**Excerpted passage**

┌────────

An AI-driven physicist may have uncovered a new form of physics
In physics news, researchers at Columbia University in the City of New York may have discovered a new realm of physics. They did this using a new AI program, and their findings may prove revolutionary for the future of physics and our understanding of the universe.
Albert Einstein's famous equation E=MC2 comprises three main variables; mass, energy, and velocity. But, the researchers behind the new study pondered whether such variables could be discovered automatically. If they could, it should significantly improve the process of scientific discovery.
To test if this would be possible, researchers at Columbia Engineering developed a new AI algorithm to attempt to find a way. The program's purpose was to use a video camera to monitor physical processes before attempting to identify the smallest possible collection of fundamental variables that might adequately capture the dynamics being observed.
The study was published on July 25, 2022, in Nature Computational Science.
Using the power of AI to help improve the speed of physics discoveries
The algorithm was first fed raw video footage of occurrences for which the researchers already had the solution. For instance, they fed a video of a swinging double-pendulum whose two arms' angles and angular velocities were determined to be its exact four "state variables." The AI produced the following result after several hours of analysis: 4.7.

Hod Lipson, director of the Creative Machines Lab in the Department of Mechanical Engineering, said, “we thought this answer was close enough.”
“Especially since all the AI had access to was raw video footage, without any knowledge of physics or geometry. But we wanted to know what the variables actually were, not just their number,” he added.

└────────

**Exercise directions**
The article about an AI-driven physicist names the main variables it says make up Einstein's equation E=MC2. List all of them. Use only the article above, and nothing else.

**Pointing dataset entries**

┌────────

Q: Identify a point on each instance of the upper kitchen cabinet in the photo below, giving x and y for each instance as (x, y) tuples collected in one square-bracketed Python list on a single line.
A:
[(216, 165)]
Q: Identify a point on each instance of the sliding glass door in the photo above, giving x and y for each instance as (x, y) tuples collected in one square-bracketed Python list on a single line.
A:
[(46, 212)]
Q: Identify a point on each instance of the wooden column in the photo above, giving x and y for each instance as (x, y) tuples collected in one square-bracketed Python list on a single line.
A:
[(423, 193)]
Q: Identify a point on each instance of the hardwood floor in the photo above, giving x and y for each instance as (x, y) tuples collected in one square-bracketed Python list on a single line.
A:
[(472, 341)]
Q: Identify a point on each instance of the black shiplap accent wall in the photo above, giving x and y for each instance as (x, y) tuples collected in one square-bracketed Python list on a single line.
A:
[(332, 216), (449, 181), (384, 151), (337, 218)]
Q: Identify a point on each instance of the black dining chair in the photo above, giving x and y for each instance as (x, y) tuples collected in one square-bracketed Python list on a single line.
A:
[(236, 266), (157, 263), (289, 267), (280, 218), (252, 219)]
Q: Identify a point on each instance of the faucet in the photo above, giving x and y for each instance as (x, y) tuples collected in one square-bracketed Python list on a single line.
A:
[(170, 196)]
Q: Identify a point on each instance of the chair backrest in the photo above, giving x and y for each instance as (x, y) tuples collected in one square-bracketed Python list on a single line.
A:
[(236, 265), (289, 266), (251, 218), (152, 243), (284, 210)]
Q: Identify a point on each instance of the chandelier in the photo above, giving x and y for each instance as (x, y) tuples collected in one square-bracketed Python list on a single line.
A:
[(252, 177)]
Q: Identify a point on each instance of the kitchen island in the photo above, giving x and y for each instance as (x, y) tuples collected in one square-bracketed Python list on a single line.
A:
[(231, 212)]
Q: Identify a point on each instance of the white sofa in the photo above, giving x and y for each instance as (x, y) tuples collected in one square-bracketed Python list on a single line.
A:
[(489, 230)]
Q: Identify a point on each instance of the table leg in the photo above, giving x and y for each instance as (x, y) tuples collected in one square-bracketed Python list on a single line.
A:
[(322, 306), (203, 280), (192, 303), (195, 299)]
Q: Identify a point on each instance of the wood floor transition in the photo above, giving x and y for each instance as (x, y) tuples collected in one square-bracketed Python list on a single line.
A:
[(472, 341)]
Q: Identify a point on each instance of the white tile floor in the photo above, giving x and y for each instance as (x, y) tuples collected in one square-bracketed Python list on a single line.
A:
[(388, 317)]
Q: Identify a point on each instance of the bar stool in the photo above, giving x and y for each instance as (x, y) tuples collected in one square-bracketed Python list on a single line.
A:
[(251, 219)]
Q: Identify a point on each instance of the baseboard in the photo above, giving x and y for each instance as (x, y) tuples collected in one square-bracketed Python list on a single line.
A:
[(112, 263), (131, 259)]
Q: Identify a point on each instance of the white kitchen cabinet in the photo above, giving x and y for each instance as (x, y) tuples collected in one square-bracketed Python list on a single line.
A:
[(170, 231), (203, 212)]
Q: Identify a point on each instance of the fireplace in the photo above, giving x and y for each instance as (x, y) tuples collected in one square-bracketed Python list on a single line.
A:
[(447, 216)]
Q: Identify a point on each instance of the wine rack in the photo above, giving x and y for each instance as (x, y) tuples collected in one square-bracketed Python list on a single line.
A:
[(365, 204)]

└────────

**Response to the exercise**
Mass, energy, and velocity.